Исходный текст:
####

Из работ по теории общения известно, что прежде чем человек как участник коммуникативного процесса успевает что-либо довести до сведения других вербальным путем, около 85% людей формируют о нем как о партнере по общению свое представление на основе его внешнего облика. Испанский монах Бальтасар Грасиан отмечал: «О вещах судят не по сути, а по виду; мало кто смотрит в глубь, чаще довольствуются наружностью. Толку ли, что ты прав, коль на лице твоем лукавство. Благовидная наружность – лучшая рекомендация достоинств внутренних». И если только «в беседе сказывается, открывается личность», то важная психологическая информация о собеседнике, о его поведении, о его внеречевых компонентах взаимодействия может передаваться посредством визуального канала в виде особых знаков внешнего облика – визуальных знаков и сигналов.

На фоне опосредованного обмена коммуникативными потоками в период глобализации и информатизации как важнейших признаков нового тысячелетия все большее значение приобретает феномен непосредственного общения между людьми. В этом плане коммуникация рассматривается как частный случай взаимодействия человека с окружающим миром. Если при этом исходить из существования внутренней взаимосвязанности всех свойств и процессов в коммуникативном обмене (взаимодействии), то тогда принимающий в нем участие человек воспринимается как целостная система, которая передает и воспринимает (реагирует на) информацию всем своим телом в виде определенных сигналов (ср.: Романов, 1995) .

####

Цель задания: Замените в тексте о визуальных знаках общения «глобализации» на «цифровизации» и приведите отрывок, начиная со слов «На фоне опосредованного» и заканчивая словами «Романов, 1995) .».

Предоставленные сведения:
####

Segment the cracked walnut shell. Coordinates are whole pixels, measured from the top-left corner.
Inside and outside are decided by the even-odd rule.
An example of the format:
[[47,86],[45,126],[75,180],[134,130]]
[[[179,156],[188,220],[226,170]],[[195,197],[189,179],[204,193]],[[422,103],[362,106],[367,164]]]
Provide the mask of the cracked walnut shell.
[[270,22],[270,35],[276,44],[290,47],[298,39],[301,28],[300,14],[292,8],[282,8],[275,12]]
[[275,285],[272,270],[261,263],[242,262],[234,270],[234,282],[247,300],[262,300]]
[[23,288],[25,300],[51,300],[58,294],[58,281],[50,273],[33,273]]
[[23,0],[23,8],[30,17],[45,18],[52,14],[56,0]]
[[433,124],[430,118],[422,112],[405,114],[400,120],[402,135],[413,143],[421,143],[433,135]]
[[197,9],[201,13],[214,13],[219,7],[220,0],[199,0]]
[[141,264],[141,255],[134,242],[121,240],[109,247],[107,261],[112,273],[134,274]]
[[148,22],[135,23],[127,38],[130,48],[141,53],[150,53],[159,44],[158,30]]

####

Решённая задача:
На фоне опосредованного обмена коммуникативными потоками в период цифровизации и информатизации как важнейших признаков нового тысячелетия все большее значение приобретает феномен непосредственного общения между людьми. В этом плане коммуникация рассматривается как частный случай взаимодействия человека с окружающим миром. Если при этом исходить из существования внутренней взаимосвязанности всех свойств и процессов в коммуникативном обмене (взаимодействии), то тогда принимающий в нем участие человек воспринимается как целостная система, которая передает и воспринимает (реагирует на) информацию всем своим телом в виде определенных сигналов (ср.: Романов, 1995) .